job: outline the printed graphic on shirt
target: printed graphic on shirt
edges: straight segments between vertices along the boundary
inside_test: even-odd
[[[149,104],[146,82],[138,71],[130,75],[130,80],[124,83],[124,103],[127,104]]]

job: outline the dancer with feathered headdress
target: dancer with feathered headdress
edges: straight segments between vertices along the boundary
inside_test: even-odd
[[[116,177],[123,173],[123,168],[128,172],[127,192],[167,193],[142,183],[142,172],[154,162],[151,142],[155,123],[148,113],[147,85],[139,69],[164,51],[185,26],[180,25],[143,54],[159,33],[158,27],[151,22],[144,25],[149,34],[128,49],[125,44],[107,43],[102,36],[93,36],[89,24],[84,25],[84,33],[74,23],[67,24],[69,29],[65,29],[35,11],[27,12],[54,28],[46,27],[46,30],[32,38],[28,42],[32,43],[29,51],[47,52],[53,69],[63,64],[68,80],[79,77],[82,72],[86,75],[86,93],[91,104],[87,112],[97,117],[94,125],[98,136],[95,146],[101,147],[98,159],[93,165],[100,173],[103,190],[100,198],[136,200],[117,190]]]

- Exercise -
Set out each line of the data above as a JSON list of strings, with one string per line and blank lines omitted.

- Exercise output -
[
  "job: outline the printed graphic on shirt",
  "target: printed graphic on shirt",
  "edges: straight segments between vertices along the boundary",
  "inside_test: even-odd",
  "[[[149,104],[146,82],[138,71],[130,75],[130,80],[124,83],[124,103],[127,104]]]",
  "job: outline the dancer with feathered headdress",
  "target: dancer with feathered headdress",
  "edges: straight segments between vertices along the boundary",
  "inside_test: even-odd",
  "[[[116,177],[123,173],[123,168],[128,172],[127,192],[167,193],[142,183],[142,172],[154,162],[151,142],[155,123],[148,113],[147,85],[139,69],[164,51],[185,26],[180,25],[143,54],[159,33],[158,27],[151,22],[144,25],[149,34],[128,49],[125,44],[107,43],[102,36],[93,36],[89,24],[84,25],[84,33],[74,23],[67,24],[69,29],[65,29],[35,11],[27,12],[54,28],[46,27],[46,30],[32,38],[28,42],[32,43],[29,51],[47,52],[53,69],[63,64],[68,80],[79,77],[82,72],[86,75],[86,93],[91,104],[87,112],[97,117],[94,125],[98,136],[95,146],[101,147],[98,159],[93,165],[100,173],[103,190],[100,198],[136,200],[117,190]]]"
]